Image annotation data
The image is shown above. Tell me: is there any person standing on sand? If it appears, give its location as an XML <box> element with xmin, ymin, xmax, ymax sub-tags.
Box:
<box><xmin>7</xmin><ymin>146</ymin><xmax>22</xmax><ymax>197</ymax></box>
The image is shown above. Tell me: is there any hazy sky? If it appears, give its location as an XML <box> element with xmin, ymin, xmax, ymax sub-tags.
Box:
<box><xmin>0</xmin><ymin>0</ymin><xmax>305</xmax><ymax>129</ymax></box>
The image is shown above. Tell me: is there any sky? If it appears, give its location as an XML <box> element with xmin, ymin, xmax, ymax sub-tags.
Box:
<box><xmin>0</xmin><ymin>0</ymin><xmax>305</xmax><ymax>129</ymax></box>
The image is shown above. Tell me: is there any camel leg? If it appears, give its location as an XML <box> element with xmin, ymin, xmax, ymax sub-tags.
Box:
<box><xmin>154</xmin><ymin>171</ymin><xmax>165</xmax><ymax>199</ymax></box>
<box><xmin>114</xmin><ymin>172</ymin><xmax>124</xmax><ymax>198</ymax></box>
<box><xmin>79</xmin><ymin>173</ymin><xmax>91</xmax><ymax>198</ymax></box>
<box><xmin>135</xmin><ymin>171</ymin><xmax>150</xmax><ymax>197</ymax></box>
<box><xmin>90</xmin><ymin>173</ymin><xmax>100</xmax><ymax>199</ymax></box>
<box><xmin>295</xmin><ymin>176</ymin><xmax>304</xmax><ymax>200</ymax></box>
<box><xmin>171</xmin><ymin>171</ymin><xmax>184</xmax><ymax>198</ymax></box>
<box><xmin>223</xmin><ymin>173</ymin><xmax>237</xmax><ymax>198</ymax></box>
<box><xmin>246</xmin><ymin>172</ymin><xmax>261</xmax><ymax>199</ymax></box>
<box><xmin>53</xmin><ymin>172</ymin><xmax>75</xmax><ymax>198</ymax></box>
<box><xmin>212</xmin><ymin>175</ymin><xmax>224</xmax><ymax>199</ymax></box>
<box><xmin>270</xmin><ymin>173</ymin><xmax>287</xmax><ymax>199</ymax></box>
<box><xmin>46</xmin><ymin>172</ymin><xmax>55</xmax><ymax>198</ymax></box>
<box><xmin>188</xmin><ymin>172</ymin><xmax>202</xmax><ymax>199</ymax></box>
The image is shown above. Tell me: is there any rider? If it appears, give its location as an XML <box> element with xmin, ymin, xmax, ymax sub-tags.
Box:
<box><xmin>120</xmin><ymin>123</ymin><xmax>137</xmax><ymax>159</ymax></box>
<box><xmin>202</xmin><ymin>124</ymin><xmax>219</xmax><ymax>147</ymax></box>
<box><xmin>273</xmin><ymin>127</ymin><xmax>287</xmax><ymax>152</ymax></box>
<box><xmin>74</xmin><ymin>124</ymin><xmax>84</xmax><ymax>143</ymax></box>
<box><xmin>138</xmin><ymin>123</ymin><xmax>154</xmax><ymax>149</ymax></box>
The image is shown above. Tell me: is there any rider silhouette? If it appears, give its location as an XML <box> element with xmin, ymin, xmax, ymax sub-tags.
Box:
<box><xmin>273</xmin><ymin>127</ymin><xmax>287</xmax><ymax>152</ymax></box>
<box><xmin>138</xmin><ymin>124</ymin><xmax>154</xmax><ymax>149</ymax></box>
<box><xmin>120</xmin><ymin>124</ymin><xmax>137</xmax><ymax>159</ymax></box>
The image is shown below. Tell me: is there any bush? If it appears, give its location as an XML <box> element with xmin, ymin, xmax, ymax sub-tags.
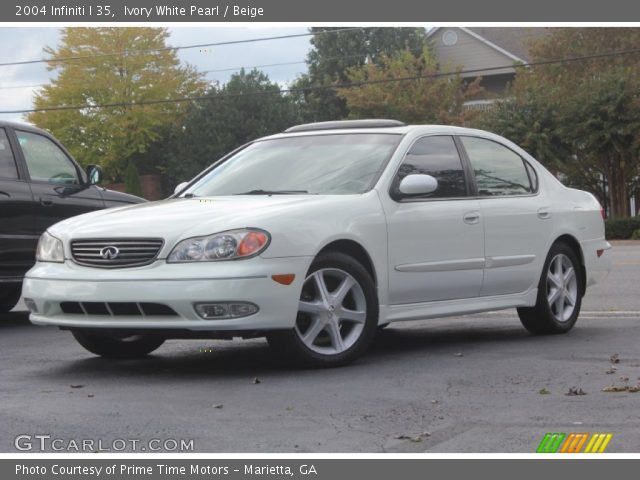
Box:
<box><xmin>604</xmin><ymin>217</ymin><xmax>640</xmax><ymax>240</ymax></box>
<box><xmin>124</xmin><ymin>162</ymin><xmax>142</xmax><ymax>197</ymax></box>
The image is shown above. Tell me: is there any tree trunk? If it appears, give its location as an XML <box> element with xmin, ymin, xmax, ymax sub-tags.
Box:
<box><xmin>607</xmin><ymin>160</ymin><xmax>631</xmax><ymax>217</ymax></box>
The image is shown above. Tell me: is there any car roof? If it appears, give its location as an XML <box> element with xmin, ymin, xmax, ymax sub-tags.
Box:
<box><xmin>0</xmin><ymin>120</ymin><xmax>51</xmax><ymax>137</ymax></box>
<box><xmin>260</xmin><ymin>120</ymin><xmax>498</xmax><ymax>140</ymax></box>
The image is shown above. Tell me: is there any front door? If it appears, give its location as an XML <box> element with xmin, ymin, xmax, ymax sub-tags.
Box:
<box><xmin>384</xmin><ymin>136</ymin><xmax>484</xmax><ymax>305</ymax></box>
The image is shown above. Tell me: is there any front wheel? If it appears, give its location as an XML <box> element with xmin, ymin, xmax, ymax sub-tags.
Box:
<box><xmin>71</xmin><ymin>330</ymin><xmax>164</xmax><ymax>359</ymax></box>
<box><xmin>518</xmin><ymin>243</ymin><xmax>584</xmax><ymax>335</ymax></box>
<box><xmin>267</xmin><ymin>253</ymin><xmax>378</xmax><ymax>367</ymax></box>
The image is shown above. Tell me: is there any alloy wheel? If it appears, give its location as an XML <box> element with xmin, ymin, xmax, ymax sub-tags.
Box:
<box><xmin>547</xmin><ymin>253</ymin><xmax>578</xmax><ymax>322</ymax></box>
<box><xmin>295</xmin><ymin>268</ymin><xmax>367</xmax><ymax>355</ymax></box>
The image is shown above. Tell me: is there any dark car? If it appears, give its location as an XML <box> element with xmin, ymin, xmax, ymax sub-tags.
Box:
<box><xmin>0</xmin><ymin>122</ymin><xmax>145</xmax><ymax>313</ymax></box>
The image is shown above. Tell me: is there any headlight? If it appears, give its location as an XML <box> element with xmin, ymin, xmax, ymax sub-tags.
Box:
<box><xmin>167</xmin><ymin>228</ymin><xmax>271</xmax><ymax>263</ymax></box>
<box><xmin>36</xmin><ymin>232</ymin><xmax>64</xmax><ymax>263</ymax></box>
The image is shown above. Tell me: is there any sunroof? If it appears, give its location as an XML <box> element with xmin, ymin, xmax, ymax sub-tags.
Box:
<box><xmin>284</xmin><ymin>119</ymin><xmax>406</xmax><ymax>133</ymax></box>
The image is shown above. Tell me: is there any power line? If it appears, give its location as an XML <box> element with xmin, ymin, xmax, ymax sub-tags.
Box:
<box><xmin>0</xmin><ymin>48</ymin><xmax>640</xmax><ymax>115</ymax></box>
<box><xmin>0</xmin><ymin>27</ymin><xmax>363</xmax><ymax>67</ymax></box>
<box><xmin>200</xmin><ymin>48</ymin><xmax>430</xmax><ymax>75</ymax></box>
<box><xmin>0</xmin><ymin>48</ymin><xmax>422</xmax><ymax>90</ymax></box>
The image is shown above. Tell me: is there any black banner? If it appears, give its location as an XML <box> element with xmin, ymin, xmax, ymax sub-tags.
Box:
<box><xmin>0</xmin><ymin>0</ymin><xmax>640</xmax><ymax>23</ymax></box>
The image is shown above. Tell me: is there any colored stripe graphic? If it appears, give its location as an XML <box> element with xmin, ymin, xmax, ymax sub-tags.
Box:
<box><xmin>584</xmin><ymin>433</ymin><xmax>613</xmax><ymax>453</ymax></box>
<box><xmin>536</xmin><ymin>432</ymin><xmax>613</xmax><ymax>453</ymax></box>
<box><xmin>560</xmin><ymin>433</ymin><xmax>589</xmax><ymax>453</ymax></box>
<box><xmin>536</xmin><ymin>433</ymin><xmax>566</xmax><ymax>453</ymax></box>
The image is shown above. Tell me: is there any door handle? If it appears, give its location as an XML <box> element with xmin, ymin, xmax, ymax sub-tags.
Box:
<box><xmin>462</xmin><ymin>210</ymin><xmax>480</xmax><ymax>225</ymax></box>
<box><xmin>538</xmin><ymin>207</ymin><xmax>551</xmax><ymax>220</ymax></box>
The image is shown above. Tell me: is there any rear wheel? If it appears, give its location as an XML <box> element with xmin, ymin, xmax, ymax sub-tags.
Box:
<box><xmin>71</xmin><ymin>330</ymin><xmax>164</xmax><ymax>358</ymax></box>
<box><xmin>0</xmin><ymin>283</ymin><xmax>22</xmax><ymax>313</ymax></box>
<box><xmin>518</xmin><ymin>243</ymin><xmax>584</xmax><ymax>334</ymax></box>
<box><xmin>267</xmin><ymin>253</ymin><xmax>378</xmax><ymax>367</ymax></box>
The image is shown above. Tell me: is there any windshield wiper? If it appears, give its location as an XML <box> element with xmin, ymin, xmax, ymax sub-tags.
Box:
<box><xmin>235</xmin><ymin>189</ymin><xmax>309</xmax><ymax>195</ymax></box>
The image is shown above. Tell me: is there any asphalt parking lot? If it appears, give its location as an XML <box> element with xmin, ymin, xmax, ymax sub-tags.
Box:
<box><xmin>0</xmin><ymin>242</ymin><xmax>640</xmax><ymax>453</ymax></box>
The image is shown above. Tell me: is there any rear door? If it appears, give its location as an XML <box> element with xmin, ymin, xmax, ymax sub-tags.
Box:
<box><xmin>14</xmin><ymin>129</ymin><xmax>104</xmax><ymax>233</ymax></box>
<box><xmin>459</xmin><ymin>136</ymin><xmax>553</xmax><ymax>296</ymax></box>
<box><xmin>0</xmin><ymin>128</ymin><xmax>38</xmax><ymax>282</ymax></box>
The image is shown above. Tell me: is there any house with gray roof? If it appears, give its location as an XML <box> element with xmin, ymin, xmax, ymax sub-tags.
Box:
<box><xmin>427</xmin><ymin>27</ymin><xmax>547</xmax><ymax>108</ymax></box>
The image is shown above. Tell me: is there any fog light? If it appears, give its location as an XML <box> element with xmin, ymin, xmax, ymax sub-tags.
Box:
<box><xmin>195</xmin><ymin>302</ymin><xmax>259</xmax><ymax>320</ymax></box>
<box><xmin>24</xmin><ymin>298</ymin><xmax>38</xmax><ymax>313</ymax></box>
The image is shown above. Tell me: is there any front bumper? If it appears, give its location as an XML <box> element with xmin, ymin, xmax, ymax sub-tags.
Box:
<box><xmin>22</xmin><ymin>257</ymin><xmax>311</xmax><ymax>331</ymax></box>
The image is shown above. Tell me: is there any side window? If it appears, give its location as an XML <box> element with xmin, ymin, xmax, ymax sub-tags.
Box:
<box><xmin>460</xmin><ymin>137</ymin><xmax>533</xmax><ymax>197</ymax></box>
<box><xmin>0</xmin><ymin>128</ymin><xmax>18</xmax><ymax>179</ymax></box>
<box><xmin>524</xmin><ymin>160</ymin><xmax>538</xmax><ymax>192</ymax></box>
<box><xmin>392</xmin><ymin>136</ymin><xmax>467</xmax><ymax>198</ymax></box>
<box><xmin>16</xmin><ymin>130</ymin><xmax>80</xmax><ymax>184</ymax></box>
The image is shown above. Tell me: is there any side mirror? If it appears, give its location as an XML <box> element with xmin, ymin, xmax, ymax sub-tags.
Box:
<box><xmin>173</xmin><ymin>182</ymin><xmax>189</xmax><ymax>195</ymax></box>
<box><xmin>398</xmin><ymin>174</ymin><xmax>438</xmax><ymax>196</ymax></box>
<box><xmin>87</xmin><ymin>165</ymin><xmax>102</xmax><ymax>185</ymax></box>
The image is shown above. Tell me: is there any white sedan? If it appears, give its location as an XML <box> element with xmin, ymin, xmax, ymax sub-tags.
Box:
<box><xmin>23</xmin><ymin>120</ymin><xmax>611</xmax><ymax>366</ymax></box>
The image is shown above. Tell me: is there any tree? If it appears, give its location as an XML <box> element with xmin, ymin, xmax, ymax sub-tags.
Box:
<box><xmin>338</xmin><ymin>47</ymin><xmax>482</xmax><ymax>125</ymax></box>
<box><xmin>484</xmin><ymin>28</ymin><xmax>640</xmax><ymax>216</ymax></box>
<box><xmin>293</xmin><ymin>27</ymin><xmax>427</xmax><ymax>121</ymax></box>
<box><xmin>28</xmin><ymin>27</ymin><xmax>205</xmax><ymax>180</ymax></box>
<box><xmin>124</xmin><ymin>162</ymin><xmax>142</xmax><ymax>197</ymax></box>
<box><xmin>159</xmin><ymin>69</ymin><xmax>300</xmax><ymax>191</ymax></box>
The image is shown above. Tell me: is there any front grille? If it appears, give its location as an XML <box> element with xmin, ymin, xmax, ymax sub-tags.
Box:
<box><xmin>71</xmin><ymin>238</ymin><xmax>164</xmax><ymax>268</ymax></box>
<box><xmin>60</xmin><ymin>302</ymin><xmax>178</xmax><ymax>317</ymax></box>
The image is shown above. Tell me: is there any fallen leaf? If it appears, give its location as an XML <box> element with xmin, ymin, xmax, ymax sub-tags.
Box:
<box><xmin>602</xmin><ymin>385</ymin><xmax>629</xmax><ymax>392</ymax></box>
<box><xmin>395</xmin><ymin>435</ymin><xmax>422</xmax><ymax>443</ymax></box>
<box><xmin>565</xmin><ymin>387</ymin><xmax>587</xmax><ymax>397</ymax></box>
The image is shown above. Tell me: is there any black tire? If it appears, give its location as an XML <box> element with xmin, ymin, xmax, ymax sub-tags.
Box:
<box><xmin>267</xmin><ymin>252</ymin><xmax>379</xmax><ymax>368</ymax></box>
<box><xmin>71</xmin><ymin>329</ymin><xmax>165</xmax><ymax>359</ymax></box>
<box><xmin>518</xmin><ymin>242</ymin><xmax>585</xmax><ymax>335</ymax></box>
<box><xmin>0</xmin><ymin>282</ymin><xmax>22</xmax><ymax>313</ymax></box>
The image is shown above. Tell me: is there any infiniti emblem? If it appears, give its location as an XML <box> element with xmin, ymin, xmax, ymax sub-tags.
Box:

## WHAT YOU ARE ASKED TO DO
Change "emblem" to "logo" in the part of the records that opens with the line containing "The image is shown above. Tell me: is there any infiniti" and closes at the end of the records, and reproduce that part with everything else unchanged.

## TASK OUTPUT
The image is shown above. Tell me: is there any infiniti logo? If it appears, give its location as an XML <box> element with xmin, ymin, xmax, ymax sub-tags.
Box:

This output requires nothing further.